DATA ROWS>
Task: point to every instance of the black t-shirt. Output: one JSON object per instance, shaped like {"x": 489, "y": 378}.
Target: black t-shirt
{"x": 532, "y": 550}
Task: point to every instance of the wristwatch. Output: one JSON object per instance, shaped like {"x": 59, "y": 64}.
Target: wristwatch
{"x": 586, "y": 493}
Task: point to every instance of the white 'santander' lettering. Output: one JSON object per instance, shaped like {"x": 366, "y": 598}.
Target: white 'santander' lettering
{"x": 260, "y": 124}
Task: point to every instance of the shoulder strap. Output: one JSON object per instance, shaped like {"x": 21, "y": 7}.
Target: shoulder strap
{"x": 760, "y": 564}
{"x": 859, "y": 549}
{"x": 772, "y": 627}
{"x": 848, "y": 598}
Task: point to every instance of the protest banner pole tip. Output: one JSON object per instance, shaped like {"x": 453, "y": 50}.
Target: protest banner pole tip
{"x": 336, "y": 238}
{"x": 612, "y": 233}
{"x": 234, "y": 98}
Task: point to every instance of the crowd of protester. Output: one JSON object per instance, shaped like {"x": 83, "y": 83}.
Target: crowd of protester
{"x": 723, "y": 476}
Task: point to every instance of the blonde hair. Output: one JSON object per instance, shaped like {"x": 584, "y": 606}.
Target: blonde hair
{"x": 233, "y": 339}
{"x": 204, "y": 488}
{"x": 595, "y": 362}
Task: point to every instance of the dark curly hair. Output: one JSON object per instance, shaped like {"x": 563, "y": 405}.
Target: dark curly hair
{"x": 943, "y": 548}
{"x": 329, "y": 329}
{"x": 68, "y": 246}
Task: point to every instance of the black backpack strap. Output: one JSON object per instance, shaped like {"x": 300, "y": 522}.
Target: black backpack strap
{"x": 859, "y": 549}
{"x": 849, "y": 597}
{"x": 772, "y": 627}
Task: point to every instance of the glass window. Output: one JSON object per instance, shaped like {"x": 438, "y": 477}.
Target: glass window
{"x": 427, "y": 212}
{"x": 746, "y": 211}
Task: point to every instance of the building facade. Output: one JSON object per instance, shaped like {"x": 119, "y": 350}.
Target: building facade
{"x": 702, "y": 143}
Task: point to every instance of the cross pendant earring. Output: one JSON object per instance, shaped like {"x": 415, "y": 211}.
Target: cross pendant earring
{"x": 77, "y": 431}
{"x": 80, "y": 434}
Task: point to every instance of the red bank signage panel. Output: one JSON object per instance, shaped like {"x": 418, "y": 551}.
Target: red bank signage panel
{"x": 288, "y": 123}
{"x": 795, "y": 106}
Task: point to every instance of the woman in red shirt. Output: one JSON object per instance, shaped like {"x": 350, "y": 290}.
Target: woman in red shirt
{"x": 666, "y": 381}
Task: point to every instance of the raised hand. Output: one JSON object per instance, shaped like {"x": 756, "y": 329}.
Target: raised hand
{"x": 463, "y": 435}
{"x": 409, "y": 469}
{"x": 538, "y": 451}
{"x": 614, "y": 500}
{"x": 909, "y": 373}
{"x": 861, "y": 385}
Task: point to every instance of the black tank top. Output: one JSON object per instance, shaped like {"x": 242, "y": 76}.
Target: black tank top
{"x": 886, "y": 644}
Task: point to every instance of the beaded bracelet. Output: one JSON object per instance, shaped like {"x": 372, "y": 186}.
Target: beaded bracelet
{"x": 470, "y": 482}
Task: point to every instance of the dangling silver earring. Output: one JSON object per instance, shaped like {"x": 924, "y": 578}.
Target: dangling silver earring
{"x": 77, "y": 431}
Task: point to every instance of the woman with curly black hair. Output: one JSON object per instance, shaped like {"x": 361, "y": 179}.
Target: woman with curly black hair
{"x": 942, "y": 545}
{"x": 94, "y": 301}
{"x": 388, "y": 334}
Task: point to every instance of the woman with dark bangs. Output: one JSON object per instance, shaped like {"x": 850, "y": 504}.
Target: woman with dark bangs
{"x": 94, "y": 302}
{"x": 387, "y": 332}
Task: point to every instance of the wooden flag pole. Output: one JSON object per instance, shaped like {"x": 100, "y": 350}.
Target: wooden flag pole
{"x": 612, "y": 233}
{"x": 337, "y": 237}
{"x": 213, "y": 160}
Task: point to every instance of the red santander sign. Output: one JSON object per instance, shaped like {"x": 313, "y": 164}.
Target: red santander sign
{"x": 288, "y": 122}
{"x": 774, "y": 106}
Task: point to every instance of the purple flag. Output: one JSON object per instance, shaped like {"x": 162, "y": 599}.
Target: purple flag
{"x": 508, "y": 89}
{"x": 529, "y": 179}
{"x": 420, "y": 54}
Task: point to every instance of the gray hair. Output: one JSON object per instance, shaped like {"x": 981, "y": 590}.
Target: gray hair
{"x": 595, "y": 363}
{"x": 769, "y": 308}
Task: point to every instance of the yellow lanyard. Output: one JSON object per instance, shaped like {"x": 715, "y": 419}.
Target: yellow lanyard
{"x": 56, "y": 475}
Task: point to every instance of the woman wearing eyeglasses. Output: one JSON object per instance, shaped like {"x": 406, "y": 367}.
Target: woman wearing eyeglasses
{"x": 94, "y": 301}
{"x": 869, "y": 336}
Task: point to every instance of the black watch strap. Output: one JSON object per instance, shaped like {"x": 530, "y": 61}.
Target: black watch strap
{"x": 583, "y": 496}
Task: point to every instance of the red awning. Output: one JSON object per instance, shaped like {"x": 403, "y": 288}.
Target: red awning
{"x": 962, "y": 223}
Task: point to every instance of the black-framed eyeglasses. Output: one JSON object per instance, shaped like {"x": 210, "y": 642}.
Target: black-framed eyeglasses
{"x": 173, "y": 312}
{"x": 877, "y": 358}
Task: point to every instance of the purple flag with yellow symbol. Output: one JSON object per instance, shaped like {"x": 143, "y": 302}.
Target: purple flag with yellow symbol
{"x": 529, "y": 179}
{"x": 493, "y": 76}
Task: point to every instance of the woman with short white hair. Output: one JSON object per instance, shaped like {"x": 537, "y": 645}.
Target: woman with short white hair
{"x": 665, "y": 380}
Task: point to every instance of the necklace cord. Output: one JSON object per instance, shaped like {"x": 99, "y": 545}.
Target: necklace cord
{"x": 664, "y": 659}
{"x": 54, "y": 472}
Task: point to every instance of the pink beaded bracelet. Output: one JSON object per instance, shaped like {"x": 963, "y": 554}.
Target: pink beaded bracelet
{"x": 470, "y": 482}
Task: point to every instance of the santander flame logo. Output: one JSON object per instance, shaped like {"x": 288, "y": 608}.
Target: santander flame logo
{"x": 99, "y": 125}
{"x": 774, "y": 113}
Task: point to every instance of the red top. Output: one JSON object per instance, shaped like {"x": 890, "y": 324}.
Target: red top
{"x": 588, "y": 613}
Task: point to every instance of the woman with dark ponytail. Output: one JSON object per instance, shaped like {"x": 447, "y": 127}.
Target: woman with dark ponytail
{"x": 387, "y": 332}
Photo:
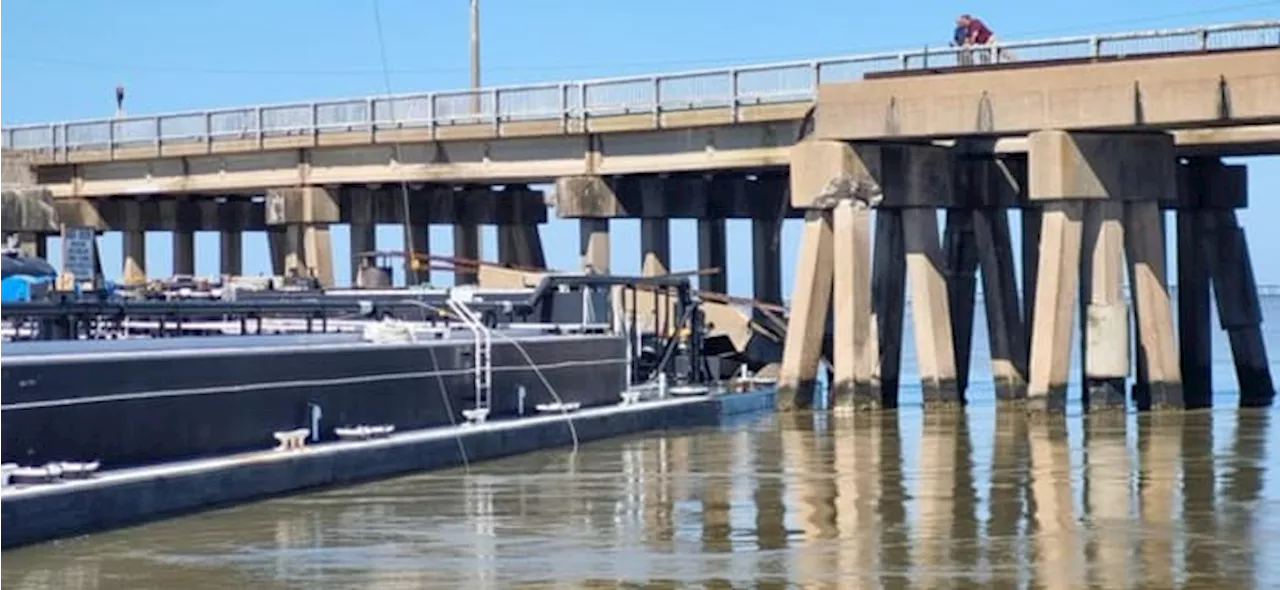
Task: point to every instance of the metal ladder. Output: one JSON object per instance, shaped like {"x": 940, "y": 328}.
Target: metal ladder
{"x": 483, "y": 355}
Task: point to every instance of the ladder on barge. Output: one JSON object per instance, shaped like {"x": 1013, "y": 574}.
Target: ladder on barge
{"x": 483, "y": 355}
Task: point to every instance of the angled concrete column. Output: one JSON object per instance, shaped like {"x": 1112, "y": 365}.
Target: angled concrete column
{"x": 364, "y": 231}
{"x": 1006, "y": 332}
{"x": 593, "y": 201}
{"x": 854, "y": 358}
{"x": 306, "y": 214}
{"x": 594, "y": 245}
{"x": 1068, "y": 170}
{"x": 931, "y": 314}
{"x": 1031, "y": 232}
{"x": 1105, "y": 312}
{"x": 654, "y": 246}
{"x": 135, "y": 242}
{"x": 1056, "y": 279}
{"x": 808, "y": 320}
{"x": 1146, "y": 248}
{"x": 712, "y": 255}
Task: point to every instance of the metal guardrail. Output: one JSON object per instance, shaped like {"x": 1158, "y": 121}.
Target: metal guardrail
{"x": 567, "y": 101}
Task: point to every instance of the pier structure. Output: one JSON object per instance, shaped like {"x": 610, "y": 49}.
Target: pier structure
{"x": 887, "y": 141}
{"x": 1091, "y": 155}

WHAT IS REQUIRED> From the material above, write out exactly the lines from the line with "Task: point to every instance of the woman with dark ponytail." through the closing line, inclusive, and no pictures.

THE COMPLETED TASK>
Task: point to every instance of the woman with dark ponytail. Output: one JSON object per instance, shaped like {"x": 447, "y": 127}.
Target: woman with dark ponytail
{"x": 387, "y": 332}
Photo:
Task: point to every instance of the metal ladder. Output: one JSON object per instance, shaped like {"x": 940, "y": 328}.
Target: metal ladder
{"x": 483, "y": 355}
Task: point to every instance of the ladder on barge. Output: one JSON object per instance, shaped like {"x": 1013, "y": 574}.
Target: ladder on barge
{"x": 483, "y": 355}
Task: point to every instance of the angled concrete column. Output: one JSON object per instance, shaped like {"x": 1112, "y": 365}.
Target: angled concrete column
{"x": 364, "y": 231}
{"x": 1006, "y": 332}
{"x": 593, "y": 201}
{"x": 854, "y": 358}
{"x": 306, "y": 214}
{"x": 594, "y": 245}
{"x": 1068, "y": 170}
{"x": 931, "y": 314}
{"x": 1031, "y": 232}
{"x": 1105, "y": 312}
{"x": 654, "y": 246}
{"x": 135, "y": 242}
{"x": 1056, "y": 279}
{"x": 808, "y": 320}
{"x": 1146, "y": 248}
{"x": 712, "y": 255}
Task: point to every instance of the metal guardrail. Output: one JSON object per instance, shaped like {"x": 1158, "y": 121}.
Target: metal guardrail
{"x": 567, "y": 101}
Task: point to every instance of the pier structure. Output: one JSON object per instance, shaped like {"x": 610, "y": 49}.
Target: pier structure
{"x": 887, "y": 141}
{"x": 1091, "y": 155}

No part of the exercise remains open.